Natural-language object grounding data:
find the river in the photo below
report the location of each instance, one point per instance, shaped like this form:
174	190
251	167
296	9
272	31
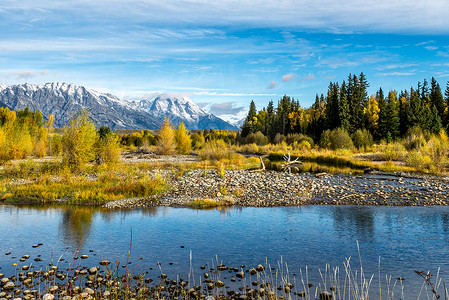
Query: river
402	239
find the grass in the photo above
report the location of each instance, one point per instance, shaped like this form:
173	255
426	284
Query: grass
43	184
211	203
336	162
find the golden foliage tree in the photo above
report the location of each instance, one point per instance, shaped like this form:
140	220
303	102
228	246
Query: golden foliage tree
166	143
109	148
373	114
78	140
183	140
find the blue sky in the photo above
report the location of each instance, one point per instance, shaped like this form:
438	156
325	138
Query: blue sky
227	53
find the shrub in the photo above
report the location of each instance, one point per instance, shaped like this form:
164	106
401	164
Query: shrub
299	138
362	139
55	145
278	138
414	138
248	148
215	150
336	139
78	140
304	145
166	143
256	138
198	140
109	147
183	140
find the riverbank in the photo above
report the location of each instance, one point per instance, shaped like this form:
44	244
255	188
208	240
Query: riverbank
144	181
270	188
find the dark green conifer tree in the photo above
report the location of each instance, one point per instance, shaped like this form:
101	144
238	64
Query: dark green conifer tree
343	108
436	97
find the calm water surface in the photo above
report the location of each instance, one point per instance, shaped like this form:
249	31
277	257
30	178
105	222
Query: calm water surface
405	238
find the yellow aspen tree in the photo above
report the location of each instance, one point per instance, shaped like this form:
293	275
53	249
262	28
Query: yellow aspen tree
50	124
183	140
166	143
78	141
373	114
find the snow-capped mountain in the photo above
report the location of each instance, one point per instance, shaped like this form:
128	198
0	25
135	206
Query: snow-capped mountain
63	100
183	109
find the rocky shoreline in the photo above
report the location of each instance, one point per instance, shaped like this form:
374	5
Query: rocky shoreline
270	188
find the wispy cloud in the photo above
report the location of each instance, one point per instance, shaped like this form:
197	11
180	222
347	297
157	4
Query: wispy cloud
288	77
310	77
327	15
396	74
272	85
225	108
27	75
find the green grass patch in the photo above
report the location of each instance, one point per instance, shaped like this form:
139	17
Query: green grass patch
82	188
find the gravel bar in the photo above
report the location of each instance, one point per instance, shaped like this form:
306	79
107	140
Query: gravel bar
270	188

• [Try it]:
Could you reproduce every record above exactly, leaving out any pictures?

• [The answer]:
find the river in the photo below
report the location of each instance, one point per instance, shaped like this form:
174	190
251	167
296	9
272	31
Query: river
402	239
find the grass in the photo above
report the location of each instance, one point per instance, shaped like this form:
173	255
426	284
Query: grass
43	184
211	203
336	162
find the golden foliage tree in the photo above
report the location of each instance, one point per instance, shaped like this form:
140	220
303	102
228	246
Query: golden foliage tree
166	143
109	148
373	114
78	140
183	140
find the blue sky in the photo above
report the location of each instance, one point per instance, shaped like this form:
438	156
325	138
Query: blue sky
227	53
find the shrub in the photo above
report the location of each instance, one point per instance, shaped like this form:
164	106
401	164
Query: shrub
299	138
362	139
55	145
278	138
414	138
248	148
215	150
336	139
78	140
304	145
166	143
256	138
198	140
109	147
183	140
find the riverbank in the photo above
report the location of each instance, one point per instance, shaped like this form:
44	244
255	188
208	240
Query: riverbank
144	181
270	188
find the dark green conifer tree in the photo above
report the location of each instance, one point per instance, shaped like this form:
101	144
238	64
Query: dark green conifer tree
343	108
436	97
find the calm water surface in the photo above
report the location of each instance, one point per instance, shaped like this form:
249	31
277	257
30	178
105	222
Query: calm water surface
405	238
find the yellow aspen tree in the photo above
report the location of each instance, one point per instance, shaped like this form:
293	275
53	249
262	28
Query: yellow aspen tree
50	124
183	140
166	143
78	141
373	114
find the snow-capped mountain in the photo above
report the location of each instance, one point per instance, shaped like this form:
128	198
0	25
135	206
Query: snow-capped mountain
63	100
183	109
find the rocky shoreline in the photo above
report the location of each instance, one point per instance, shaped like this form:
374	5
Query: rocky shoreline
270	188
find the wispy cloud in the photo above
report the location of each instance, one point per instance, shaped like this form:
197	11
180	222
347	297
157	4
Query: wispy cloud
288	77
310	77
327	15
396	74
272	85
225	108
27	75
find the green grass patch in the photo above
report the location of each instance, one point per instance, shaped like this form:
139	17
Query: green grass patch
82	188
find the gravel bar in the photo above
report the location of each instance, one point per instance, shaped like this form:
306	79
107	140
Query: gravel bar
270	188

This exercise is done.